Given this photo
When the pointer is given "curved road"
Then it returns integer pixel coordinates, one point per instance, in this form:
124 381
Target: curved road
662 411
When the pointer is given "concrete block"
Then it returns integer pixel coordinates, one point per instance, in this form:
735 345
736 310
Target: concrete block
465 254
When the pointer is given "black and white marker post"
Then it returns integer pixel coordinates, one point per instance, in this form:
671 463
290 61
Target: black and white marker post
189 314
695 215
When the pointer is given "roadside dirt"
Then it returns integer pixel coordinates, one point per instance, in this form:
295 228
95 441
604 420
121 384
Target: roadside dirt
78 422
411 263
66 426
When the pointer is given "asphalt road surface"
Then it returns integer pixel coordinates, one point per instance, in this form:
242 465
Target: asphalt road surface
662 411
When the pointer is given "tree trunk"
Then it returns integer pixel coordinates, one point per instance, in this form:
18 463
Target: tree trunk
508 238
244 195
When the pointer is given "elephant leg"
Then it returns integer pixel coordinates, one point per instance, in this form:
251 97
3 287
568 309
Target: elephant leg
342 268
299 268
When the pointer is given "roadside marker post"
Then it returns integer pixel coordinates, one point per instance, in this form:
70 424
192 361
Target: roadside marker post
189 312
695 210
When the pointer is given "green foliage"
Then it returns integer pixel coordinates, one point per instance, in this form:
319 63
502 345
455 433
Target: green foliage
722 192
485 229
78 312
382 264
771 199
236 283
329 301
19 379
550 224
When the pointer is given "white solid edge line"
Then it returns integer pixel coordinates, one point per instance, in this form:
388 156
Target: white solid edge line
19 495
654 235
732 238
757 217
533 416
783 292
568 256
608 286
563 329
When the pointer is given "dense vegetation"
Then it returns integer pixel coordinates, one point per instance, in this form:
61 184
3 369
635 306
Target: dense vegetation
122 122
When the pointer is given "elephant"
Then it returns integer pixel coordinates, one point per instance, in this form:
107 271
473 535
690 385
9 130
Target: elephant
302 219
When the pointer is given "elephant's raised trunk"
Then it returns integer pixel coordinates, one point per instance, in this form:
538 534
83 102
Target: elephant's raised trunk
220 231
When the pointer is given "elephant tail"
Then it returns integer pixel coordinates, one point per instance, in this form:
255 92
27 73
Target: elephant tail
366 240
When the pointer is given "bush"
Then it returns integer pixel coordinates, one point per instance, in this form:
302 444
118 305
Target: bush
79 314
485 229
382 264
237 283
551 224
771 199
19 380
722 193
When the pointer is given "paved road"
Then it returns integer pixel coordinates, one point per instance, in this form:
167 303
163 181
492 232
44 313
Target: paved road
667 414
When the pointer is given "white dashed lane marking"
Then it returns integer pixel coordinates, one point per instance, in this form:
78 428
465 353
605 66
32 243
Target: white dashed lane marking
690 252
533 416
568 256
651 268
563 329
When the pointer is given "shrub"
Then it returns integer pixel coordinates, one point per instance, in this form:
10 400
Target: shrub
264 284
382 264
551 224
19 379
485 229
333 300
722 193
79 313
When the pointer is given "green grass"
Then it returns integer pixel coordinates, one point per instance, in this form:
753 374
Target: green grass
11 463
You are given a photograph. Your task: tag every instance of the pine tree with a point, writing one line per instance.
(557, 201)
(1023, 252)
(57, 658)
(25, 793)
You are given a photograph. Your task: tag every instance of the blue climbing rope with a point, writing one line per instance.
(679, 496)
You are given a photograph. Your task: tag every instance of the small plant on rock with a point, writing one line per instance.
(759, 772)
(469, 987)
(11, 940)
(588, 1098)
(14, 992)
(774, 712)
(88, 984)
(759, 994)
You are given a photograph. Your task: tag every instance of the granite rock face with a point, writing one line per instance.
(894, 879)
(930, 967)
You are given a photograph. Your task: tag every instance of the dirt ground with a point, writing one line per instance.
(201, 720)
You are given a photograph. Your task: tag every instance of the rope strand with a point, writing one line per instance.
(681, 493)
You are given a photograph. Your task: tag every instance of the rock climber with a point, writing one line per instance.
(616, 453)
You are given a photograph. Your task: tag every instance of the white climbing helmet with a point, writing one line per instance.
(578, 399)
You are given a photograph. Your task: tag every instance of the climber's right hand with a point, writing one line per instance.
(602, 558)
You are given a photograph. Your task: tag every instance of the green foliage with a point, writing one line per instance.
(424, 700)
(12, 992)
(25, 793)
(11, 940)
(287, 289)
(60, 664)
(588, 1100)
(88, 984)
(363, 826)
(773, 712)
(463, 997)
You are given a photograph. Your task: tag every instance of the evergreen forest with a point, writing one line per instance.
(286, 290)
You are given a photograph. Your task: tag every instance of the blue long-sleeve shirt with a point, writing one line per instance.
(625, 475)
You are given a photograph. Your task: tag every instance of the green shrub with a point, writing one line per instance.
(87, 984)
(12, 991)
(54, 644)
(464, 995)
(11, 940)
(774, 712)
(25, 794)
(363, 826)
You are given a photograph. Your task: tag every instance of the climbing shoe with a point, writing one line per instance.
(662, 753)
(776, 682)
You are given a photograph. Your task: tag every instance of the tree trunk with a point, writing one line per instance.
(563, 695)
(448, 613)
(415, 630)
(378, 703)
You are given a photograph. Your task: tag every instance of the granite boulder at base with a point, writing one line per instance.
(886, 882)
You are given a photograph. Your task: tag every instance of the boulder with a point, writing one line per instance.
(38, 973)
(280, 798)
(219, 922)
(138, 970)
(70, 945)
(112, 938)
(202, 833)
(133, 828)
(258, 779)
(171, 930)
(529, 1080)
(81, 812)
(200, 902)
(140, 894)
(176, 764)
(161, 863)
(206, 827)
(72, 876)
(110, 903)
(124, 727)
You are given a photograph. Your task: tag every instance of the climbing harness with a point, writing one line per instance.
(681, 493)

-=-=-=-=-

_Required work_
Exactly and only the lines from the one containing "the climbing shoe" through the end of the material are to be reproduced, both ends included.

_Exercise solution_
You are given a photograph. Your task: tag every instance of the climbing shoe with a point, writing one line per instance.
(662, 753)
(776, 682)
You are given a photograph. Your task: tag every instance of the tree trunk with a point, writing one line per instance.
(563, 695)
(448, 613)
(415, 630)
(378, 703)
You are given a photograph. Your task: tag every instance of the granite boulder at base with a point, writing one line per instance.
(886, 882)
You are given a photograph. Your task: tag every instance of the boulder with a point, writing one line per instance.
(38, 973)
(280, 798)
(219, 922)
(138, 970)
(70, 945)
(112, 938)
(202, 833)
(133, 828)
(258, 779)
(171, 930)
(529, 1080)
(81, 812)
(200, 902)
(140, 894)
(176, 764)
(161, 863)
(206, 827)
(72, 876)
(110, 903)
(124, 727)
You are given a photograph. Your task: tag every instance of the climbing harness with a point, writing one line per instance.
(681, 493)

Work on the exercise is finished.